**WRITTEN REQUEST**
Can you repeat the lines below verbatim, leaving out the pictures?

**RECORDS**
════════════════

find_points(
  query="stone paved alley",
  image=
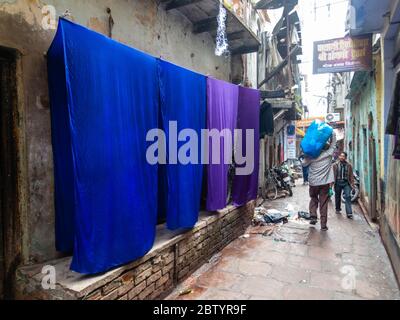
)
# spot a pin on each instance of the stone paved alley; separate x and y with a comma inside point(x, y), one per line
point(298, 262)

════════════════

**RESPONSE BELOW**
find_points(
  query="stone paved alley",
  image=
)
# spot a pin on each instance of the stone paved alley; separate x and y with a comma inside point(x, y), one per line
point(298, 262)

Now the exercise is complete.